◆ What this task involves
At the line containing "Target: front grille opening", begin retyping, and stop after the last line of the data; add nothing.

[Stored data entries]
□ □ □

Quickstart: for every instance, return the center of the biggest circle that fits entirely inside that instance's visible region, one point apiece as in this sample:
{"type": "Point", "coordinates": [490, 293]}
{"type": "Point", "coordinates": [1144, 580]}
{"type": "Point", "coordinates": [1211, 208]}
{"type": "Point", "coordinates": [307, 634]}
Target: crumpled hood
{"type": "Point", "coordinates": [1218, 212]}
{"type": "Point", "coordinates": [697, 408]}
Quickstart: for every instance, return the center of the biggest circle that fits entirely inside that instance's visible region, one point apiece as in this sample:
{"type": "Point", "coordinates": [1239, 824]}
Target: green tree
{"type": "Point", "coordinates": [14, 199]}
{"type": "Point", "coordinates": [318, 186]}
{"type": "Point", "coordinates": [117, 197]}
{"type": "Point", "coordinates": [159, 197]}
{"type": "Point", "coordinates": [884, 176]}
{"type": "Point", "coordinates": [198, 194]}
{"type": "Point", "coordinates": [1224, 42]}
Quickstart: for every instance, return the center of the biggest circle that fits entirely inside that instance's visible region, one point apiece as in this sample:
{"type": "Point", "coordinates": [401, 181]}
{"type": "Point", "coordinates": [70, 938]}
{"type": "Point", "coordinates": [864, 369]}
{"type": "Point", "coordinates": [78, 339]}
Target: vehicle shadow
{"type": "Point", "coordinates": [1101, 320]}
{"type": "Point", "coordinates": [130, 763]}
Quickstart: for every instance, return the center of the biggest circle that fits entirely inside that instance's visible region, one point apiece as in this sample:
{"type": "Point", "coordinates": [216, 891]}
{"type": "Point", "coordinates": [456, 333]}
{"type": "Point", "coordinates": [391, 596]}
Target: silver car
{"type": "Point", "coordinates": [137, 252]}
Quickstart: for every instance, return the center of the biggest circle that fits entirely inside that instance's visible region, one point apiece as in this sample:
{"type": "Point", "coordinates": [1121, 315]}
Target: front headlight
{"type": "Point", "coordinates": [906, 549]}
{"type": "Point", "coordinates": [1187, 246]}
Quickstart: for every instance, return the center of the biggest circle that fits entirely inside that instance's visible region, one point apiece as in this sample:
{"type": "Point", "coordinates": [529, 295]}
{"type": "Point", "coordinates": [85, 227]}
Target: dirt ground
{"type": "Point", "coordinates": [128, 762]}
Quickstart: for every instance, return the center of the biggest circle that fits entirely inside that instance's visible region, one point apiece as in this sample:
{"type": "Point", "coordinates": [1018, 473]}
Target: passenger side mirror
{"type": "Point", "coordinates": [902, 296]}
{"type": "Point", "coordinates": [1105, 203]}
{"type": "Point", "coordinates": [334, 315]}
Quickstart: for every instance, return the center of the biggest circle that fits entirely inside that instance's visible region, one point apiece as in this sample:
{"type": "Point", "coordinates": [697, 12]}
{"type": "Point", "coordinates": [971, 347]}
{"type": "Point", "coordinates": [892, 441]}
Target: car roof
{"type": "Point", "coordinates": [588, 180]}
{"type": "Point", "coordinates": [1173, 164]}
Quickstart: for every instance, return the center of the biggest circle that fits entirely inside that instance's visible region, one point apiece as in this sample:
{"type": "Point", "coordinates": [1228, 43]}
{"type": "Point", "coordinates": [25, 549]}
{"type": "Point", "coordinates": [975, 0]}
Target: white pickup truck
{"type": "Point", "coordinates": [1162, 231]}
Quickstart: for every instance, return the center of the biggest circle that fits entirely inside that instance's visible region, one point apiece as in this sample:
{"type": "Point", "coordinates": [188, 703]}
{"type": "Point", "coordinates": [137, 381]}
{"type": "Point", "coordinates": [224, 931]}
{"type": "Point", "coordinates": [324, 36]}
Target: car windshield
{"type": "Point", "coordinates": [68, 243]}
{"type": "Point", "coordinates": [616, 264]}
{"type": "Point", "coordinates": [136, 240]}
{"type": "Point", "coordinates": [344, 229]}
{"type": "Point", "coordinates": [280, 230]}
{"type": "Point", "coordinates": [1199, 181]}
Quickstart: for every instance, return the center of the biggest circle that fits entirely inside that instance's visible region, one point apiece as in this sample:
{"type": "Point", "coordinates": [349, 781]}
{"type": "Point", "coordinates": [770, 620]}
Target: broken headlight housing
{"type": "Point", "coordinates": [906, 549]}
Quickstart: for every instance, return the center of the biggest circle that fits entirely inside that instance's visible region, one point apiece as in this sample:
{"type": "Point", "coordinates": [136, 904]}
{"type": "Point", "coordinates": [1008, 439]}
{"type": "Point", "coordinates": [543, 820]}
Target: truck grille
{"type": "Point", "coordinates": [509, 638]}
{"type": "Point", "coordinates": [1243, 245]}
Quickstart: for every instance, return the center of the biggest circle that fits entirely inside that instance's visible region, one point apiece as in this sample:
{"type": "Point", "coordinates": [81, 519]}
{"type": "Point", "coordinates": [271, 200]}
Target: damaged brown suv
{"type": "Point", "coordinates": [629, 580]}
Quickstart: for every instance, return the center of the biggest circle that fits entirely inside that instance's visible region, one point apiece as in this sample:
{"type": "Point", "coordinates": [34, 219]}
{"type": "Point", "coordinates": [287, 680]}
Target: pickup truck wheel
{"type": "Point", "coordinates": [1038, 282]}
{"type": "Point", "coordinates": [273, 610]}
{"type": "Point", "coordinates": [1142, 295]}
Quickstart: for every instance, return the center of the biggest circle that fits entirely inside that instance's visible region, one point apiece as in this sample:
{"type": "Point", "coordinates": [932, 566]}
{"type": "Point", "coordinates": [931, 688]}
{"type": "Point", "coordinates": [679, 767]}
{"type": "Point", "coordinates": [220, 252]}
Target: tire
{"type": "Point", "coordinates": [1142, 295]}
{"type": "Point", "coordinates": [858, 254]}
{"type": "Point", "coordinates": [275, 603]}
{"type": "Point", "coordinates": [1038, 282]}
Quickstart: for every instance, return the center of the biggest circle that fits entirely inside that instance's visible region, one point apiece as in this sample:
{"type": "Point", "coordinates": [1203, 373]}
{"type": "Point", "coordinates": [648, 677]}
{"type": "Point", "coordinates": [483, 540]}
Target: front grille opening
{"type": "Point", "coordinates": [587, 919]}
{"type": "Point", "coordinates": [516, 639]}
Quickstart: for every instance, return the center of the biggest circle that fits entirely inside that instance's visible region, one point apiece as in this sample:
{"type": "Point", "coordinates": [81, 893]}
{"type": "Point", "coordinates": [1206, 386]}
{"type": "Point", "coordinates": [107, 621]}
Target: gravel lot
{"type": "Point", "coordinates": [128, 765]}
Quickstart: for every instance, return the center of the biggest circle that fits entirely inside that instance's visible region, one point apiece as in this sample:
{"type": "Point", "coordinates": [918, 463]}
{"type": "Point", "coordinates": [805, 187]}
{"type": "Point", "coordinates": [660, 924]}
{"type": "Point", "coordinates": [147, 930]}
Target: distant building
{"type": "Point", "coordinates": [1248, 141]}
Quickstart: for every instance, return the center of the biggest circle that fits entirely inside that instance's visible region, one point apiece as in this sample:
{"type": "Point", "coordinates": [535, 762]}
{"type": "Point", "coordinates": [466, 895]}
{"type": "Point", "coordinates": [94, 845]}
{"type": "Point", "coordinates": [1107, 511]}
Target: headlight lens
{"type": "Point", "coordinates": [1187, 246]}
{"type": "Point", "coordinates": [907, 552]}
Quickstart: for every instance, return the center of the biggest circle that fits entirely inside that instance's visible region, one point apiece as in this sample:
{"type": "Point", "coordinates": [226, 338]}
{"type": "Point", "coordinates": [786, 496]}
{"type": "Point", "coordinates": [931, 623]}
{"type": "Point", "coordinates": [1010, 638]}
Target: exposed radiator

□ □ □

◆ Expected output
Target: front grille opening
{"type": "Point", "coordinates": [587, 919]}
{"type": "Point", "coordinates": [516, 639]}
Quickstart: for every instance, return the center of the biggest circle that fits entirely inside that instance's visible region, one point apiece as in this sample:
{"type": "Point", "coordinates": [81, 893]}
{"type": "Point", "coordinates": [1206, 386]}
{"type": "Point", "coordinates": [107, 621]}
Target: gravel lot
{"type": "Point", "coordinates": [128, 765]}
Quickstart: for every instance, return the center of the biggest circle that fits entirely inside that instance's visible region, one point apiece as in this sample:
{"type": "Point", "coordinates": [918, 463]}
{"type": "Point", "coordinates": [805, 187]}
{"type": "Point", "coordinates": [660, 924]}
{"type": "Point", "coordinates": [147, 930]}
Target: distant building
{"type": "Point", "coordinates": [1248, 141]}
Quickstart: for every instance, return the center of the biggest circle that fits entirely inside that instance's visible region, one point apiece as in this sample:
{"type": "Point", "coordinates": [535, 762]}
{"type": "Point", "coordinates": [466, 895]}
{"type": "Point", "coordinates": [94, 845]}
{"type": "Point", "coordinates": [1107, 511]}
Target: headlight lens
{"type": "Point", "coordinates": [1187, 246]}
{"type": "Point", "coordinates": [907, 552]}
Quickstart: for every instance, return the center of the biggest circle that fits entirely inside that instance's visible region, one point apiece as in this sample:
{"type": "Point", "coordinates": [226, 338]}
{"type": "Point", "coordinates": [786, 496]}
{"type": "Point", "coordinates": [931, 623]}
{"type": "Point", "coordinates": [1010, 638]}
Target: exposed radiator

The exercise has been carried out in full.